And when you exaggerate this consistently and continually, you'll get somebody who doesn't want to have any beingness granted to anybody anywhere. And so, before he does some group auditing, he won't bother to read over the way you do it. You see? And if he does, he'll do something else. And he won't study up his subject, he won't look over his people and he won't audit in such a way as to make them well.

And you'll find, by the way, that his group sessions will not be well attended. A group auditor's group sessions cannot be anything but well attended. And they will be continuously well attended, and they will increase in their attendance to the degree that the individual is willing to grant beingness to people. In other words, do a good job.

Now, that's the long and short of it and that's a very uncompromising statement. And you can tell me there are a lot of things which mitigate this statement, but I'll argue you out of them. The truth of the matter is that it comes down just to this business of granting beingness. He will or he won't.

Now, can that be remedied with him? Yes, when he has a little more freedom. Just the standard auditing sessions which are given in the Group Auditor 's Handbook will bring him up to a point where he will grant more beingness to people. It will do this.

You could run it just as a straight process, as a group session. "Let's grant some beingness to the front wall and some beingness to the back wall." And so you could do this if you wanted to. But again this is too much significance in the process.

The reason he's not granting beingness is because he himself is enchained and enslaved, and he feels himself attacked to some degree by the environment, and you've got to get him up to a point where he has a little more operating margin in his survival. And if he has a little more survival margin, and so forth, he's willing to let somebody else survive. He begins to treat survival as a commodity.

There's only five quarts of it in the world, and he's darned if anybody's going to get any part of those five quarts, because he knows he needs it all himself. Now, there you can tell immediately a good auditor and a bad auditor. So there is a case computation at the bottom of group auditing, isn't there? An individual who is afraid of effort is a good mark of that.

Now, people recognize that instinctively, that a fear of effort, an unwillingness to put out energy or effort and so forth, is right there along with "bad off," "won't grant beingness," "got to slow other people down too."

So we have a group auditor who sits down, who puts his feet on a desk and audits a group? Oh, no, we don't. The group won't get well, won't recover, won't do anything. Why?

They'll sit there and run the commands, because they've heard that Scientology is a good thing. But they say, "This guy, this guy doesn't care. He isn't interested." There is no necromancy involved here. We don't have a beam of energy coming out from the group auditor, settling over like a little star over the head of every person. That is not the case in point.

» Required work:
A. Copy everything in the passage on group auditing from "Now, can that" down to "in the process.", substituting "ceiling" for "front wall".
B. Write a continuation of the passage on group auditing, picking up after its last sentence.

» Material supplied:
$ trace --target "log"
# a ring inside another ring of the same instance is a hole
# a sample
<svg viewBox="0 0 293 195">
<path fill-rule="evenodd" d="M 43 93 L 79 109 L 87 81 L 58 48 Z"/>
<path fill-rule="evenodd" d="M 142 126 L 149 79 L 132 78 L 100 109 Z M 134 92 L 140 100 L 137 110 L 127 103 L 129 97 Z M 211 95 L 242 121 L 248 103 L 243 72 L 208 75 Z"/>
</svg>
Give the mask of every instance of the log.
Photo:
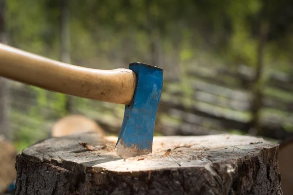
<svg viewBox="0 0 293 195">
<path fill-rule="evenodd" d="M 116 137 L 51 138 L 16 158 L 15 195 L 281 195 L 279 145 L 252 136 L 154 137 L 153 152 L 126 159 Z"/>
<path fill-rule="evenodd" d="M 6 192 L 16 179 L 16 150 L 10 142 L 0 136 L 0 194 Z"/>
</svg>

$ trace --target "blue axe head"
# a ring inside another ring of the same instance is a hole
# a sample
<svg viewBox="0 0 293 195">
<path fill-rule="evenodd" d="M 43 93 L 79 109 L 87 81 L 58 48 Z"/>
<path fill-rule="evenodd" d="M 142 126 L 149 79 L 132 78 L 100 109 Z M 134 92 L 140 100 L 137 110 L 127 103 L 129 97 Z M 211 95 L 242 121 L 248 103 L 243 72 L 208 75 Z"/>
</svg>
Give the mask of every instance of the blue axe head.
<svg viewBox="0 0 293 195">
<path fill-rule="evenodd" d="M 115 151 L 124 158 L 151 153 L 155 122 L 163 87 L 163 69 L 132 63 L 136 87 L 124 118 Z"/>
</svg>

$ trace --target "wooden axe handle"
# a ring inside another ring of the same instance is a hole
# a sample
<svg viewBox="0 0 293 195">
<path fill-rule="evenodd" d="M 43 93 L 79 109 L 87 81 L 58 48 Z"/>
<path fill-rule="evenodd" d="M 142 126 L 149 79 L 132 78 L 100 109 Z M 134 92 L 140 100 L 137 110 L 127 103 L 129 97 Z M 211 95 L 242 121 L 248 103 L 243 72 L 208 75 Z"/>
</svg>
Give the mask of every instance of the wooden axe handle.
<svg viewBox="0 0 293 195">
<path fill-rule="evenodd" d="M 81 98 L 128 105 L 136 76 L 126 69 L 82 67 L 0 44 L 0 77 Z"/>
</svg>

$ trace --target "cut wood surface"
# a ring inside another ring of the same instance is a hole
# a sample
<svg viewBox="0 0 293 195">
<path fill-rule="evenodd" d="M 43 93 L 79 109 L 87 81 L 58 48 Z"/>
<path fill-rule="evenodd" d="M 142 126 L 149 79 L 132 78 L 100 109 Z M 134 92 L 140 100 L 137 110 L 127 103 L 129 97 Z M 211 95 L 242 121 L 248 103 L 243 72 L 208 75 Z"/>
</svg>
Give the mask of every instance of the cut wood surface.
<svg viewBox="0 0 293 195">
<path fill-rule="evenodd" d="M 52 138 L 17 157 L 16 195 L 281 195 L 278 145 L 237 135 L 155 137 L 126 159 L 116 137 Z"/>
<path fill-rule="evenodd" d="M 16 179 L 16 150 L 9 142 L 0 136 L 0 194 L 6 191 Z"/>
</svg>

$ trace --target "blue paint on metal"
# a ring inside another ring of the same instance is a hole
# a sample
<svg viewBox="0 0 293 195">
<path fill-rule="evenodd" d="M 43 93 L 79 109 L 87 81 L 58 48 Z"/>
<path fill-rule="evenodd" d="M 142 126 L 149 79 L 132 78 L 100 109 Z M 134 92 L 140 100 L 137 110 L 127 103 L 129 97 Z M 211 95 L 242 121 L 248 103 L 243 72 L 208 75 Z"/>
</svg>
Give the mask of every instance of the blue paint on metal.
<svg viewBox="0 0 293 195">
<path fill-rule="evenodd" d="M 136 74 L 133 98 L 126 105 L 118 140 L 126 147 L 151 152 L 155 122 L 163 87 L 163 69 L 141 63 L 129 65 Z"/>
</svg>

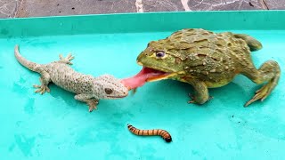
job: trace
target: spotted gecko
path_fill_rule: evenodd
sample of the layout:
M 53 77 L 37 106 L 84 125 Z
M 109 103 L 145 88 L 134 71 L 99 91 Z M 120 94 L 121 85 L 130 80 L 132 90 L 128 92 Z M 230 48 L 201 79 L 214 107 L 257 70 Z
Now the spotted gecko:
M 89 106 L 89 112 L 96 109 L 101 99 L 119 99 L 127 96 L 128 89 L 120 83 L 119 79 L 110 75 L 102 75 L 98 77 L 84 75 L 69 67 L 74 57 L 69 54 L 63 58 L 60 54 L 60 60 L 48 64 L 37 64 L 23 58 L 19 52 L 19 46 L 14 48 L 17 60 L 24 67 L 41 75 L 40 85 L 35 92 L 44 94 L 49 92 L 48 84 L 53 82 L 56 85 L 76 93 L 75 99 L 86 102 Z

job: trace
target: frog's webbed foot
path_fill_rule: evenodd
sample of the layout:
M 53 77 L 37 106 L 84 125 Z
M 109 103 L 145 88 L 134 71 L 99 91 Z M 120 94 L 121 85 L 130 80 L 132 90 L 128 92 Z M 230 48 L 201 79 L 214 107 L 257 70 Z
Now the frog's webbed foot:
M 97 109 L 97 105 L 99 104 L 99 100 L 92 99 L 92 100 L 88 100 L 86 103 L 89 107 L 89 112 L 92 112 L 94 109 Z
M 245 75 L 256 84 L 264 84 L 265 82 L 268 83 L 257 90 L 256 92 L 256 95 L 250 100 L 248 100 L 244 107 L 247 107 L 258 100 L 261 101 L 265 100 L 277 85 L 281 70 L 276 61 L 268 60 L 265 62 L 258 70 L 253 70 L 252 72 L 253 73 L 246 73 Z
M 74 59 L 71 53 L 69 53 L 66 58 L 62 57 L 62 54 L 60 54 L 61 62 L 72 65 L 71 60 Z
M 45 92 L 50 92 L 51 90 L 48 88 L 48 84 L 51 81 L 50 76 L 46 72 L 41 73 L 42 76 L 39 78 L 41 82 L 40 85 L 35 84 L 33 85 L 35 88 L 38 88 L 35 91 L 35 92 L 39 92 L 40 94 L 44 94 Z

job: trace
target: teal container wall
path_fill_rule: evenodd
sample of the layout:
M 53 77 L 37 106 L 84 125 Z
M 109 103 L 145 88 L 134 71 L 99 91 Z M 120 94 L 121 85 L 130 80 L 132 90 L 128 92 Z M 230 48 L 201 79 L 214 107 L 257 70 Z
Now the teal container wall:
M 58 54 L 75 55 L 77 71 L 118 78 L 142 68 L 136 56 L 148 42 L 184 28 L 246 33 L 264 48 L 252 52 L 256 68 L 267 60 L 284 68 L 285 12 L 200 12 L 86 15 L 0 20 L 0 159 L 283 159 L 285 94 L 283 72 L 264 101 L 243 104 L 260 86 L 237 76 L 210 89 L 205 105 L 187 104 L 190 84 L 164 80 L 134 95 L 101 100 L 98 110 L 54 84 L 34 93 L 39 76 L 13 56 L 20 44 L 27 59 L 47 63 Z M 139 137 L 141 129 L 167 130 L 173 142 Z

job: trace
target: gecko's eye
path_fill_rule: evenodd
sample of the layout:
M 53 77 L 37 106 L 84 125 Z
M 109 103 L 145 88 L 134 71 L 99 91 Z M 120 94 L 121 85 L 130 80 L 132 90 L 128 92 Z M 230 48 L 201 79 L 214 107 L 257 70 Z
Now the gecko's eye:
M 105 92 L 106 92 L 107 94 L 110 94 L 110 93 L 113 92 L 113 90 L 110 89 L 110 88 L 105 88 Z
M 157 52 L 155 55 L 157 56 L 157 58 L 163 58 L 166 55 L 166 52 L 163 51 L 159 51 L 159 52 Z

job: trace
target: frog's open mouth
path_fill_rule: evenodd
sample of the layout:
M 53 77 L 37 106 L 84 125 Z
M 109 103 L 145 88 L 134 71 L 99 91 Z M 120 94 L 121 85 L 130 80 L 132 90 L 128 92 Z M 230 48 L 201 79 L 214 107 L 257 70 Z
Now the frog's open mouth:
M 167 73 L 151 68 L 142 67 L 142 69 L 134 76 L 125 78 L 121 82 L 130 90 L 132 90 L 142 86 L 146 82 L 167 79 L 172 75 L 172 73 Z

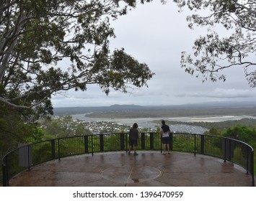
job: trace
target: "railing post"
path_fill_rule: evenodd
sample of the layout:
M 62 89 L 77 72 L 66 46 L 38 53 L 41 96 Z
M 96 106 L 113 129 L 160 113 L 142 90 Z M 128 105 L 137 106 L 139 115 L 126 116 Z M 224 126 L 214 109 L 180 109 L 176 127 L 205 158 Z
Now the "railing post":
M 161 141 L 161 144 L 162 144 L 162 141 Z M 173 150 L 173 133 L 170 133 L 169 134 L 169 151 L 172 151 Z M 162 145 L 161 145 L 161 150 L 162 150 Z
M 27 168 L 30 170 L 30 145 L 27 145 Z
M 252 177 L 252 186 L 255 186 L 255 173 L 254 173 L 254 150 L 252 150 L 252 154 L 251 154 L 251 175 Z
M 205 153 L 204 144 L 205 144 L 205 136 L 204 136 L 204 135 L 200 135 L 200 154 L 204 154 L 204 153 Z
M 149 141 L 150 141 L 150 149 L 154 150 L 154 134 L 149 134 Z
M 88 136 L 84 136 L 84 153 L 88 153 Z
M 104 151 L 104 138 L 103 134 L 100 134 L 100 150 Z
M 120 134 L 120 149 L 125 150 L 125 134 Z
M 145 149 L 145 133 L 141 134 L 141 149 Z
M 93 138 L 92 138 L 92 135 L 91 135 L 91 146 L 92 146 L 92 155 L 93 156 Z
M 50 144 L 51 144 L 51 157 L 53 159 L 56 159 L 56 149 L 55 149 L 55 140 L 54 139 L 52 139 L 50 141 Z
M 7 156 L 4 157 L 2 169 L 3 169 L 3 186 L 6 187 L 8 185 L 8 174 L 7 174 Z
M 60 144 L 60 139 L 58 139 L 58 160 L 61 160 L 61 144 Z
M 224 138 L 224 162 L 226 162 L 226 139 Z

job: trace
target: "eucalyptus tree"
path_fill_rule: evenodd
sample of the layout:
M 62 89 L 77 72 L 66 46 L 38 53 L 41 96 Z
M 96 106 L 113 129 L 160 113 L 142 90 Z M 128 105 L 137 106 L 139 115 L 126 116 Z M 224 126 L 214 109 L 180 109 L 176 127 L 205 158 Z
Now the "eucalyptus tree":
M 193 55 L 182 52 L 182 67 L 203 81 L 213 82 L 226 80 L 220 73 L 224 69 L 243 67 L 248 84 L 255 87 L 256 1 L 174 1 L 181 9 L 187 7 L 194 13 L 187 17 L 191 29 L 197 25 L 208 30 L 195 41 Z
M 127 93 L 154 73 L 124 49 L 110 50 L 110 21 L 136 0 L 1 0 L 0 103 L 51 112 L 50 97 L 97 84 Z M 142 0 L 150 1 L 150 0 Z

» Exercise responses:
A.
Now, can that be remedied with him? Yes, when he has a little more freedom. Just the standard auditing sessions which are given in the Group Auditor 's Handbook will bring him up to a point where he will grant more beingness to people. It will do this.

You could run it just as a straight process, as a group session. "Let's grant some beingness to the ceiling and some beingness to the back wall." And so you could do this if you wanted to. But again this is too much significance in the process.

B.
But there's another case in point. There's the simple matter of duplication of a communication. Why do people recognize this rather instinctively, that a person doesn't care and so forth, if he hasn't any energy or effort?

Well, here's this individual; he seems to have some vitality. If he's got some vitality, the communication line has as its source point, vitality. And whatever it's got as its effect point at the beginning, it will at least wind up at the end of it with vitality. If you've ever talked to somebody for a while in a rather bored tone of voice, you have found them after a while getting kind of bored. Well, this is just Q and A.

Have you ever listened to somebody who was very electrifying, a William Jennings Bryan sort of a speaker? I mean, boy, pound and howl and beat and so forth. Look at an audience that has been talked to this way: they're aroused — see, they definitely are aroused. The man didn't say anything logical at all anytime during the time he was talking, and yet just simply the fact that they're duplicating a speaker who seems to have some vitality comes on through to the audience and gives them some vitality. But does it give them some vitality or do they simply duplicate that vitality? They just duplicate it, that's all.

Now, a group auditor could sit down, you see, and talk to the group. As a matter of fact — and this is a very dangerous point to tell anybody — that actually brings about a little bit better duplication, because the audience is sitting down. But if he is sitting down, for heaven's sakes, think of how much, now, his voice has to do. He can't depend on anything else to do anything for him. Everything he does must be contained in his voice. Everything he does must be contained in his voice; everything he thinks must be contained in his voice.

"Oh, my goodness," you say, "this then requires an actor."

Yep. If you're not willing to be various things and if you can't be various things at will, you actually haven't even got any business auditing. Why?

Because you're trying to keep things from being. And the first person you're trying to keep from being is you. And if you're trying to keep you from being to any marked degree, you will, on a duplication basis, more or less re-stimulate this fact: on the other end of the line you'll keep others from being. You see that?

So a group auditor could sit down. That would make a good physical duplication. But if he does, think of the vitality that has to go into his voice. The audience has got to become even more aware of the command line.

It isn't really absolutely necessary that a group auditor sit down. I mean, this is very far from it. As a matter of fact, the best results I have ever gotten in group auditing session was actually walking up and down in front of an audience and picking them out every now and then — singly, you know? "Did you get that all right?" You know? And so on. And the audience tone just starts up. And then the fact that they're doing drills which are just dynamite, of course will just practically lift them right straight out of their heads.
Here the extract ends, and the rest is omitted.